Coordinate annotation records:
━━━━━━━━━━━━━━━━
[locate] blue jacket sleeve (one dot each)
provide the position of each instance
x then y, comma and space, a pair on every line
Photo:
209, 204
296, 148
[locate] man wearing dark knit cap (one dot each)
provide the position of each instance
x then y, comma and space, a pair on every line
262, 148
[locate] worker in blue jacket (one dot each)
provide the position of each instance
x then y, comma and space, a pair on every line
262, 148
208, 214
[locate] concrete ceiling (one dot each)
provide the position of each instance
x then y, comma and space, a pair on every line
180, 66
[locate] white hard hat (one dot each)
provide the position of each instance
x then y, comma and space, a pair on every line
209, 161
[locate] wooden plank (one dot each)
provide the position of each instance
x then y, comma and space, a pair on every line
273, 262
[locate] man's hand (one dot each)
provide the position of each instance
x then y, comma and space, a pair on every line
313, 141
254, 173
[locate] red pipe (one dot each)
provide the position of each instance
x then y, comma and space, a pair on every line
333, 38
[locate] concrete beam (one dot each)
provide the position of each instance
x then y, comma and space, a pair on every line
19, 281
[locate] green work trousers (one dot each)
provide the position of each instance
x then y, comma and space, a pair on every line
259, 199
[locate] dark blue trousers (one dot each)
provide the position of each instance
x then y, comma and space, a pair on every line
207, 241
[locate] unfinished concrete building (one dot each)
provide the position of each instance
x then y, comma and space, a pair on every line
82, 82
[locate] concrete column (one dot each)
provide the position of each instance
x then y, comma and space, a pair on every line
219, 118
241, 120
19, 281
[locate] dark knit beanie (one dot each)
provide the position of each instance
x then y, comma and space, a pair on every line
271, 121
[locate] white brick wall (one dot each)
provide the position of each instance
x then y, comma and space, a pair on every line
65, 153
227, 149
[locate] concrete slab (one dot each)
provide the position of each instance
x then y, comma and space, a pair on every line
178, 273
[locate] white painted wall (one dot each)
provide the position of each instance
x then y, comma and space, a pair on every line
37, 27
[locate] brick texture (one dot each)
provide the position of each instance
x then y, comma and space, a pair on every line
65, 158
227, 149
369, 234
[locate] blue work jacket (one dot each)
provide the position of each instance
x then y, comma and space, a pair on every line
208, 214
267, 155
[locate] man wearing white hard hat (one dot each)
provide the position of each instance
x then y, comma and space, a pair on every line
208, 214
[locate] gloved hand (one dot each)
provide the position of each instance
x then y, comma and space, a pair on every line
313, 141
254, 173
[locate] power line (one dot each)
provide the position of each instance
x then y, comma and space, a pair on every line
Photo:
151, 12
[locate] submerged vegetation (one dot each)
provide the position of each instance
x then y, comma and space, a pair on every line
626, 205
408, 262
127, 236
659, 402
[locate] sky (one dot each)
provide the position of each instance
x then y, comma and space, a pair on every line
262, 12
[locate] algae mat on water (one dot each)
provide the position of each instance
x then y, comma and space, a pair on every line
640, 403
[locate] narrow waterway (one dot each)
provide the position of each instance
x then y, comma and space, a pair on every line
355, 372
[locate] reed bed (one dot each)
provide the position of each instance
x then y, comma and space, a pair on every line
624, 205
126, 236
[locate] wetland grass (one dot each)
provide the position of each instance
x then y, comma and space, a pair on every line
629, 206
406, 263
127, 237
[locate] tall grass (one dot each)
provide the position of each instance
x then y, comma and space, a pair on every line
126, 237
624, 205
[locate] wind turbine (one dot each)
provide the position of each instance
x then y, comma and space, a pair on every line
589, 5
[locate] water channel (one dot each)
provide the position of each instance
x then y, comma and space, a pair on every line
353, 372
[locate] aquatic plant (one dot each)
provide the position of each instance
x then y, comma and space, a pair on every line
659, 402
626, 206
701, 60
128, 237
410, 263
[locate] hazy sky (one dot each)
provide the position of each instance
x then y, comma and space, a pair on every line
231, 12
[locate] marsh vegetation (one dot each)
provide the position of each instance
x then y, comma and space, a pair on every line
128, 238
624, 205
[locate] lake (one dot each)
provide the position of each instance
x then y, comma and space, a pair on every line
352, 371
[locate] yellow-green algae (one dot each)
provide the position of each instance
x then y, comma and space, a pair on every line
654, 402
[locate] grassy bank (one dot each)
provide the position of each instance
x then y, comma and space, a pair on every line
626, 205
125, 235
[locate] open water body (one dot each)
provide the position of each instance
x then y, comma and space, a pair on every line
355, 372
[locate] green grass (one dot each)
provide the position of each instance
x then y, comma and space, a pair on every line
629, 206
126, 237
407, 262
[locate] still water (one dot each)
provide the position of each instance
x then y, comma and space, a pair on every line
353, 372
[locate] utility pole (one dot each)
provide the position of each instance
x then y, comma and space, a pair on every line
━━━━━━━━━━━━━━━━
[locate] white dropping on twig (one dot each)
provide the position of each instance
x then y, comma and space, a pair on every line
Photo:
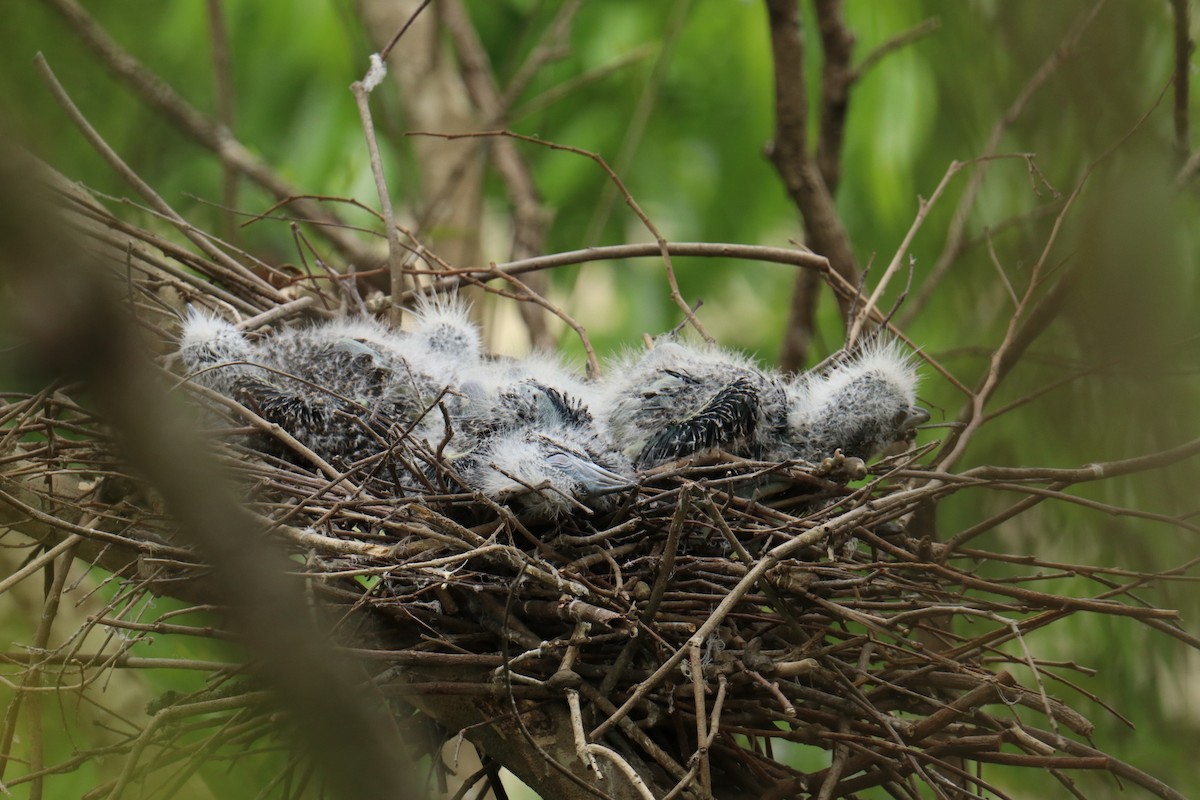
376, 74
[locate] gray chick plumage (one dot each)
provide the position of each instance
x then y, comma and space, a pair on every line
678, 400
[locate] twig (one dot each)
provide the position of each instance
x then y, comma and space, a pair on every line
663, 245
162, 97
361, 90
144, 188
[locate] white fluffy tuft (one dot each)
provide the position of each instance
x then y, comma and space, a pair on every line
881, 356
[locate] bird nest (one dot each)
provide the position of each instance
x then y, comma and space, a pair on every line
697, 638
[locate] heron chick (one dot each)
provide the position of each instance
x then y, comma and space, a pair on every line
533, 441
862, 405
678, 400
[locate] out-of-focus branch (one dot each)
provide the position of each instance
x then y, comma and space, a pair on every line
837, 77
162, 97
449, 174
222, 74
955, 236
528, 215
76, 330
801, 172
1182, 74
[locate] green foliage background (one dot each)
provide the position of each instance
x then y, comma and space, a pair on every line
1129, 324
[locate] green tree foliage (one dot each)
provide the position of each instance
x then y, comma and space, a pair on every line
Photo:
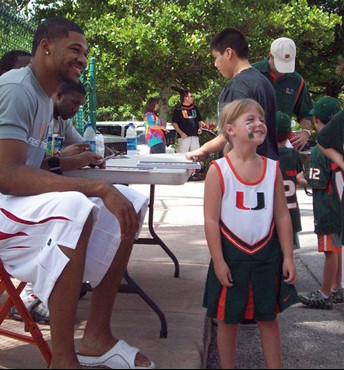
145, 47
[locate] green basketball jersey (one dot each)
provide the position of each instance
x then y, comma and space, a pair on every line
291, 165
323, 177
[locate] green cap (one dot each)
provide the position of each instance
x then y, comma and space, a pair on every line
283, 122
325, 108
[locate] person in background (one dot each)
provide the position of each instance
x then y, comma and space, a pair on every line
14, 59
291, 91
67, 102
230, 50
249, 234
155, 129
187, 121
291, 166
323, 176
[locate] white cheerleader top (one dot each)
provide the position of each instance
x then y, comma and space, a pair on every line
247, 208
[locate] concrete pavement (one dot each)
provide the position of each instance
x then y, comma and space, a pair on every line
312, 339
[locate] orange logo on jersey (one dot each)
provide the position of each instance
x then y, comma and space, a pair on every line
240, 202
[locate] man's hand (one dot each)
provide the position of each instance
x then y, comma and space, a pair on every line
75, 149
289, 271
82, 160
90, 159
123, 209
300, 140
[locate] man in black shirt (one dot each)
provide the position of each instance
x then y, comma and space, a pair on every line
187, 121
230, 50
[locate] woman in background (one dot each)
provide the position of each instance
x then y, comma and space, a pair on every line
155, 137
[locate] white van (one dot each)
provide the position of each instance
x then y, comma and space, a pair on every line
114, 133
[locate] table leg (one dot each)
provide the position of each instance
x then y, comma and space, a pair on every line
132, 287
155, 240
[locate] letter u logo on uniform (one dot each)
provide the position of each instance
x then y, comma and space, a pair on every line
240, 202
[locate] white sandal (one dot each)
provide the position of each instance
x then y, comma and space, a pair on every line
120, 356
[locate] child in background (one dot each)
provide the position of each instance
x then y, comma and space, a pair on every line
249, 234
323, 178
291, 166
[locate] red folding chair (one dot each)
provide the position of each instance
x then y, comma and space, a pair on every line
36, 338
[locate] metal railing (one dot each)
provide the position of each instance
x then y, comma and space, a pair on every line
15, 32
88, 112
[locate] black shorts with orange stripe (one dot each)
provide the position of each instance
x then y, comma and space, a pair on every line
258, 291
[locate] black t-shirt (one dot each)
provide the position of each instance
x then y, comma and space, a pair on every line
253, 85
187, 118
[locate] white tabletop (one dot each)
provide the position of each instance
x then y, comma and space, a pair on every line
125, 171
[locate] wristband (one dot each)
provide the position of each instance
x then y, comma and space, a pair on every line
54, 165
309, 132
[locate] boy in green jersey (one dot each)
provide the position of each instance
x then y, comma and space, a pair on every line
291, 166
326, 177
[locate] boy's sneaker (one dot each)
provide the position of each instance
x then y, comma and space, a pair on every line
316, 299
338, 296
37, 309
━━━━━━━━━━━━━━━━
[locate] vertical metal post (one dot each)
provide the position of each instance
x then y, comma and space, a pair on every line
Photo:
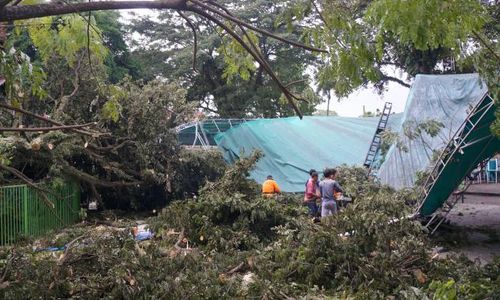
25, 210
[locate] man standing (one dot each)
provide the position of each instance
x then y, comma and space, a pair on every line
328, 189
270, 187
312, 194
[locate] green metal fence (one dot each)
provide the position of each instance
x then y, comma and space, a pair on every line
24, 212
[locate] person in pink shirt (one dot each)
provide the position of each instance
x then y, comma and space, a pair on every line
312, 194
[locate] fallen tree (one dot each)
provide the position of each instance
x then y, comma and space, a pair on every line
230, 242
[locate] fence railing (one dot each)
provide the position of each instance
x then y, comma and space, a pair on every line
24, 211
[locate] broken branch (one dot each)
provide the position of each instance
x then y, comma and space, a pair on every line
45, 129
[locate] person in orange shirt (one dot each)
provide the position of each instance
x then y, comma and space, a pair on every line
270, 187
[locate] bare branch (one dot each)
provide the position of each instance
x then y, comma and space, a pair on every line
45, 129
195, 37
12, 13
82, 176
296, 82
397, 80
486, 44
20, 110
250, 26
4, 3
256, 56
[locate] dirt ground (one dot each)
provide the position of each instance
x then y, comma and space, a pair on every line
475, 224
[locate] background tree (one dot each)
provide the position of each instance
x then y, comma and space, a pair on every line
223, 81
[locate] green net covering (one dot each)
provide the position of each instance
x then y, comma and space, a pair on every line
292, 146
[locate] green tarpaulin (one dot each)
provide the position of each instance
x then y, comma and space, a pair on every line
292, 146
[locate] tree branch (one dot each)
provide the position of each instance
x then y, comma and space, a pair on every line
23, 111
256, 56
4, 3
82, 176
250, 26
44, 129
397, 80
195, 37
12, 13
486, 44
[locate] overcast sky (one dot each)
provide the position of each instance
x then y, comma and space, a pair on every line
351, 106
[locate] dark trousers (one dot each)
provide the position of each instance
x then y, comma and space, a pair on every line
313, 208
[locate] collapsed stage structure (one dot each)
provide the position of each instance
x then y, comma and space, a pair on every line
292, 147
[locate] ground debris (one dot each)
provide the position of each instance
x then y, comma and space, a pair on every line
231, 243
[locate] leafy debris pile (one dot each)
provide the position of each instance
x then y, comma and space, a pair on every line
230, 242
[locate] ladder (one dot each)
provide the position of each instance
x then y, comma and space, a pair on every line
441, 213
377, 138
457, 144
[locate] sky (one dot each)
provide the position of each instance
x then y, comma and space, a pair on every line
━━━━━━━━━━━━━━━━
» GIVEN REQUEST:
Which rows contain the word "orange"? Pick out each of them and copy it.

» RIGHT ANSWER:
[locate] orange logo on jersey (one dot each)
[locate] black shorts with orange stripe (one dot each)
[locate] person in orange shirt (one dot each)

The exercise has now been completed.